Written exercise - Transcribe the entries below exactly.

Record list -
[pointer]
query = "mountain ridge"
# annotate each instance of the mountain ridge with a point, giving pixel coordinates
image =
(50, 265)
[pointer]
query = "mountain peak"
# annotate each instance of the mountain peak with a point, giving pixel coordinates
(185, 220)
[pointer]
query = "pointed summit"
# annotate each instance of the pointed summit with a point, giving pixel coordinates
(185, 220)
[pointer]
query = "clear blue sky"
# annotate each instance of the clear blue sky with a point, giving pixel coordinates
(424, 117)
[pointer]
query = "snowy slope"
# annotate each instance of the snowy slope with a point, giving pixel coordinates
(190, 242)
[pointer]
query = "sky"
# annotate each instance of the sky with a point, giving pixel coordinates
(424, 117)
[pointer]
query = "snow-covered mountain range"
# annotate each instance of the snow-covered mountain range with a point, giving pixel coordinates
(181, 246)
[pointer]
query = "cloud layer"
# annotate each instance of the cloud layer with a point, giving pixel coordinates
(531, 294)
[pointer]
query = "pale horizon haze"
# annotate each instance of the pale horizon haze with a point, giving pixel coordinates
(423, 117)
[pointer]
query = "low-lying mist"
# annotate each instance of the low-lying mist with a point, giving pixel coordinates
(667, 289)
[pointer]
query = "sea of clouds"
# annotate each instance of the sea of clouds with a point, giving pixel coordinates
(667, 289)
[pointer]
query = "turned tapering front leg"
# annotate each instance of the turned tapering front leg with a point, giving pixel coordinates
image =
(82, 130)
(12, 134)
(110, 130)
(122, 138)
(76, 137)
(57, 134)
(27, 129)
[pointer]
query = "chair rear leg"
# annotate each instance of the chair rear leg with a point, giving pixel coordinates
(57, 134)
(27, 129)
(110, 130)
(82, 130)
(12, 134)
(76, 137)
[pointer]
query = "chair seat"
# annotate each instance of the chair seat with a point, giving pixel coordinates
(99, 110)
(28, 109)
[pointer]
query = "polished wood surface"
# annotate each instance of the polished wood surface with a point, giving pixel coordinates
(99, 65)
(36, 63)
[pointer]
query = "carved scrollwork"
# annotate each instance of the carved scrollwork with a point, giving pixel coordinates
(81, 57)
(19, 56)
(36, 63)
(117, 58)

Answer to this exercise -
[pointer]
query = "mountain ridge"
# annotate each instance of the mountain ridge with a point, giving pixel coordinates
image =
(50, 265)
[pointer]
query = "mountain peak"
# annotate each instance of the mountain peak with a point, giving pixel coordinates
(185, 220)
[pointer]
query = "pointed summit"
# annotate each instance of the pointed summit with a point, giving pixel coordinates
(185, 220)
[pointer]
query = "clear blue sky"
# annotate each instance of the clear blue sky with a point, giving pixel coordinates
(424, 117)
[pointer]
query = "snowy slope"
# annotate each instance of the snowy slope with a point, giving pixel coordinates
(190, 242)
[pointer]
query = "sky"
# annotate each instance of the sky with a point, giving pixel coordinates
(424, 117)
[pointer]
query = "snow-covered mountain range"
# annotate each instance of the snow-covered mountain range with a point, giving pixel coordinates
(181, 246)
[pointer]
query = "cloud layer"
# annotate each instance of the cloud layer with a point, giving pixel coordinates
(531, 294)
[pointer]
query = "pale horizon haze"
# annotate each instance of the pale horizon haze with a point, giving pixel coordinates
(423, 117)
[pointer]
query = "low-lying mist"
# annotate each instance of the low-lying mist with a point, giving pixel coordinates
(667, 289)
[pointer]
query = "sea of clouds"
# annotate each instance of the sea of clouds with a point, giving pixel coordinates
(667, 289)
[pointer]
query = "turned tapering front leg"
# annotate each instance of the turned tapering front leg with a point, giving pixel coordinates
image =
(82, 130)
(12, 134)
(110, 130)
(122, 138)
(76, 137)
(57, 134)
(27, 129)
[pointer]
query = "chair rear leg"
# annotate each instance of the chair rear leg with a point, giving pixel coordinates
(57, 134)
(27, 129)
(110, 130)
(82, 130)
(12, 134)
(76, 137)
[pointer]
query = "chair seat"
# annotate each instance of the chair seat with a point, giving pixel coordinates
(99, 110)
(28, 109)
[pointer]
query = "polished wood surface"
# annotate each instance of the polished wood surface with a point, giving pixel coordinates
(99, 65)
(36, 63)
[pointer]
query = "carved scrollwork"
# annotate each instance of the carved scrollwork with a point, giving pixel coordinates
(81, 57)
(19, 56)
(36, 63)
(117, 58)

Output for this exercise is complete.